Records to process ->

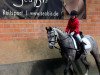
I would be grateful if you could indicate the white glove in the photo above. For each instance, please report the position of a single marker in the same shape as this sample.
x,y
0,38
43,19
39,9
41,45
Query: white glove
x,y
72,33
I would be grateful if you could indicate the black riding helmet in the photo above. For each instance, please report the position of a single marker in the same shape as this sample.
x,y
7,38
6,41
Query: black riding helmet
x,y
73,13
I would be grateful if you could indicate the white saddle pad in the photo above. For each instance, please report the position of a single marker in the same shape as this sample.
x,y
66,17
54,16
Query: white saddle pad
x,y
86,41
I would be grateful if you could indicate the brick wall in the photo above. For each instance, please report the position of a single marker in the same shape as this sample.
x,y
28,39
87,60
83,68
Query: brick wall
x,y
20,39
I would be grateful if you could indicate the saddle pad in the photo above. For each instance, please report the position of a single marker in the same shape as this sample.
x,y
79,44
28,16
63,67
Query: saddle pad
x,y
88,44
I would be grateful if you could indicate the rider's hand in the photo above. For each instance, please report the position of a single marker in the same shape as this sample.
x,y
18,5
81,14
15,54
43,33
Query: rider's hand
x,y
72,33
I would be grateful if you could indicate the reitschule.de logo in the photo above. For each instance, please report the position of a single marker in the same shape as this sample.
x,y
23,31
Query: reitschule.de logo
x,y
37,3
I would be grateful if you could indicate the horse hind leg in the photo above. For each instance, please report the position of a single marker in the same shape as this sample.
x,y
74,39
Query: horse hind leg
x,y
96,56
86,64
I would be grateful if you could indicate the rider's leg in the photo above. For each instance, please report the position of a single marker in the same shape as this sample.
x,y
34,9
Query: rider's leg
x,y
81,42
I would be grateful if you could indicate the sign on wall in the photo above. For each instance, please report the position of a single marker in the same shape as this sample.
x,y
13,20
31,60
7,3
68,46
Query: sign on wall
x,y
41,9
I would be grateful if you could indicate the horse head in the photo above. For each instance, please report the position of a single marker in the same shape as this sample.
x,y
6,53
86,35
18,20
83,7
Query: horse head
x,y
52,36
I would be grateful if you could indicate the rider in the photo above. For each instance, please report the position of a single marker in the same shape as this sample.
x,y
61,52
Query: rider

What is being asked -> Reprint all the data above verbatim, excluding pictures.

Response below ->
I would be grateful if you could indicate the white glove in the photo above. For each instance, please report the position of a single marker in the same shape as this sample.
x,y
0,38
43,19
39,9
41,45
Query: white glove
x,y
72,33
I would be grateful if you could indicate the black riding helmet in the photo above. For each instance, please report the position of a single marker in the same shape as this sample.
x,y
7,38
6,41
Query: black riding helmet
x,y
73,13
I would be grateful if you could indicate the white saddle pad in the photo above. For each instance, please report the position of a single marker in the same shape as this sample.
x,y
66,17
54,16
Query: white saddle pad
x,y
86,41
I would be grateful if you could indicate the brick wall in the photo above. For each instance, please report the position of a single marker in the same shape as this sample.
x,y
28,39
87,60
83,68
Query: brick wall
x,y
20,39
I would be grateful if you could indicate the saddle pad in the photo above. For each instance, please report the position of a single marker in the same shape as this sample.
x,y
79,44
28,16
63,67
Query: saddle pad
x,y
88,44
I would be grateful if you could indicate the rider's hand in the photo above. For each instance, please report the position of a single marker in the same shape as this sample.
x,y
18,5
81,14
15,54
43,33
Query: rider's hand
x,y
72,33
I would be grateful if you could indicate the reitschule.de logo in the photo above. For each instance, please report the position of a single marker in the same shape as this sample.
x,y
23,31
Query: reitschule.de logo
x,y
37,3
I would be grateful if you could indicate the horse hind leg in the photo above. For each instance, please report the position of a single marker in the same shape as this sample.
x,y
74,39
Query: horse hind leg
x,y
96,56
86,64
I would be grateful if you could indicate the rider's leg in the photo above. For each instance, please report the position of a single marker in the same shape as this sample.
x,y
34,9
Query: rider's leg
x,y
81,42
I would be grateful if you could indicate the sign on wall in the photo above. For each instance, please report the position of a single marker in the same shape as this sample.
x,y
13,20
31,60
7,3
68,46
Query: sign on wall
x,y
41,9
I would be grateful if you could indicate the horse head in the photo above. For each instance, please report the position of a single marker in the same shape as this sample.
x,y
6,53
86,35
18,20
83,7
Query: horse head
x,y
52,36
I would be grateful if you could indicate the rider in the photo above. For each instance, please report the position of a single marker in the same shape as this sample.
x,y
61,52
Query: rider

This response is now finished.